### O que se pede
A - Indique se cada afirmação está de acordo com o texto sobre Gran Torino. Responda sim ou não e cite as palavras do texto que o decidem. (i) Eastwood reduz a banda sonora ao máximo. (ii) Walt Kowalski é apresentado como um italiano. (iii) Eastwood joga com a luz e a sombra como nenhum outro cineasta da história.
B - Segundo o texto sobre Gran Torino, a que pintor se compara a maneira de filmar de Clint Eastwood?
C - Extraia do texto sobre Gran Torino o trecho que começa em "Sentado no coração" e vai até "Isso é Cinema.", inclusive.

### Excerto do documento
-------------------------
Sentado no coração da penumbra, mãos ensanguentadas, lata de cerveja aberta ao lado. Rosto sério. Eterno.
Clint Eastwood filma como Da Vinci pintava. Até ao mais mínimo detalhe. O seu Cinema (sim, Cinema) pertence a um planeta bem distinto ao que estamos habituados a ver, ano após ano. É de outra era. O enquadramento das sequencias, o jogo de espaço. O silencio, sempre o silencio. E aquele pequeno ruído, aqui e ali. Tudo é orquestrado ao mínimo detalhe. Para no final parecer simples, demasiado simples. Os instrumentos vão-se compondo e os sons, inicialmente dispares, ganham um contorno único…e invadem-nos o ouvido, como o canto da sereia. Para prender-nos, do principio ao fim. Isso é Gran Torino. Isso é Clint Eastwood. Isso é Cinema.
É genial a forma como Eastwood consegue fazer do básico, complexo. E, por muito paradoxal que seja, transformar processos desnecessários em algo elementar. Clint simplifica todos os processos cinematográficos na sua incessante busca da harmonia. Reduz a banda sonora ao máximo, mas o que fica, ecoa-nos na mente. Joga com a luz e sombra como nenhum outro cineasta da história – mas os seus trabalhos de fotografia marcam-nos constantemente em toda a sua filmografia, e neste filme, mais ainda. E transforma actores desconhecidos, alguns provavelmente sem grande potencial (e que desaparecem do radar), em monstros em cena. Porquê? Porque lhes dá personagens com substância. Os filmes de Eastwood são marcados por essa clareza no argumento, por essa profundidade de personagens. E Walt Kowalski, esse polaco amargurado e xenófobo, é mais uma dessas pérolas, dessas que já perdemos a conta depois de tantos anos brindados com estas viagens pela mão do grande fotógrafo.
-------------------------
### Entradas fornecidas
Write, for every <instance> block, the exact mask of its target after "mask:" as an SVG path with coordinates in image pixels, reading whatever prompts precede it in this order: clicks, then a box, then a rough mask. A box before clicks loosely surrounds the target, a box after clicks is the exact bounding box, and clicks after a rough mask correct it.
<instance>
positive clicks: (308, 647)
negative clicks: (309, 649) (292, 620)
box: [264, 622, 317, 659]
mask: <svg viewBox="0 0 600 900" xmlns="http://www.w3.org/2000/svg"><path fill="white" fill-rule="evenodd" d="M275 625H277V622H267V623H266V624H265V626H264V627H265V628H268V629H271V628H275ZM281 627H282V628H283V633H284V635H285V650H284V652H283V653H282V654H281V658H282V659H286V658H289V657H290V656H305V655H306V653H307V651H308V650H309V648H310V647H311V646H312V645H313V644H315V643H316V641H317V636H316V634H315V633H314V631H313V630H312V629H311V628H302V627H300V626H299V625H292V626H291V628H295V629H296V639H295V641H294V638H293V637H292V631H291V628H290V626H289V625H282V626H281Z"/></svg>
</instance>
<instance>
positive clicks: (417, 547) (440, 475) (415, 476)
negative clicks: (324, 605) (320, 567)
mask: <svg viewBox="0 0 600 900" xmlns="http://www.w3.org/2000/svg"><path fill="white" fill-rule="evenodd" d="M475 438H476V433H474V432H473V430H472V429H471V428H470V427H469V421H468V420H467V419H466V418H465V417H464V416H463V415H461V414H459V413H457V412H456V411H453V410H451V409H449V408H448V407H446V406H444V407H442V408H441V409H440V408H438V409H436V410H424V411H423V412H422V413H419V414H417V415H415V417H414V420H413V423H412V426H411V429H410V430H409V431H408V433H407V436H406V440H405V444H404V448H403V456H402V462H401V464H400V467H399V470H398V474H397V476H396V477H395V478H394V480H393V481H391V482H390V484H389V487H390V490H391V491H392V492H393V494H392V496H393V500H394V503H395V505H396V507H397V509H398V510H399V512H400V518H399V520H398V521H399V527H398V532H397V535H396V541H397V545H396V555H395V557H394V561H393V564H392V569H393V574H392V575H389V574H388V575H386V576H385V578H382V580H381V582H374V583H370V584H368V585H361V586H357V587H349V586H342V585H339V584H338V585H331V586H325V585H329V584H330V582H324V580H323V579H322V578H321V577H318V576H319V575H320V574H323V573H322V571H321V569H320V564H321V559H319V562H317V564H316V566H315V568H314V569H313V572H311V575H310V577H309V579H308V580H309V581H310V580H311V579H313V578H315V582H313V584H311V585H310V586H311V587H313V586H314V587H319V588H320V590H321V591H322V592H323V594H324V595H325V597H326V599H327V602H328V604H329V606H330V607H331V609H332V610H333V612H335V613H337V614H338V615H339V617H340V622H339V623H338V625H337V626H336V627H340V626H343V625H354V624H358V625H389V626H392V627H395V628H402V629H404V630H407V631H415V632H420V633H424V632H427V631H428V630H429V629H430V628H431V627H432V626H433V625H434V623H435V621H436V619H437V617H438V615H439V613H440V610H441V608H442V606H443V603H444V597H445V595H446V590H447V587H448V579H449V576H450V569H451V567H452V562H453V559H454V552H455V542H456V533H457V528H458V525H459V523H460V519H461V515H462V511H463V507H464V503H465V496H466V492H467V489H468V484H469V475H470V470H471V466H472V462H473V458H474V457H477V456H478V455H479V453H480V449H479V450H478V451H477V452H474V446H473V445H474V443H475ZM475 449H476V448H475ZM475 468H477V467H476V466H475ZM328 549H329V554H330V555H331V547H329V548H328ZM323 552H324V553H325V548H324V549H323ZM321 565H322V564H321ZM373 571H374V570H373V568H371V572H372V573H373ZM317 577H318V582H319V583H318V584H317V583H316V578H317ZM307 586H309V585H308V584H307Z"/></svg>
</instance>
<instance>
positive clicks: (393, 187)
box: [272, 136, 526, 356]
-------------------------
### Respostas do exercício
A -
(i) Sim: "Reduz a banda sonora ao máximo"
(ii) Não: "esse polaco amargurado e xenófobo"
(iii) Sim: "Joga com a luz e sombra como nenhum outro cineasta da história"

B - A Da Vinci.

C -
Sentado no coração da penumbra, mãos ensanguentadas, lata de cerveja aberta ao lado. Rosto sério. Eterno.
Clint Eastwood filma como Da Vinci pintava. Até ao mais mínimo detalhe. O seu Cinema (sim, Cinema) pertence a um planeta bem distinto ao que estamos habituados a ver, ano após ano. É de outra era. O enquadramento das sequencias, o jogo de espaço. O silencio, sempre o silencio. E aquele pequeno ruído, aqui e ali. Tudo é orquestrado ao mínimo detalhe. Para no final parecer simples, demasiado simples. Os instrumentos vão-se compondo e os sons, inicialmente dispares, ganham um contorno único…e invadem-nos o ouvido, como o canto da sereia. Para prender-nos, do principio ao fim. Isso é Gran Torino. Isso é Clint Eastwood. Isso é Cinema.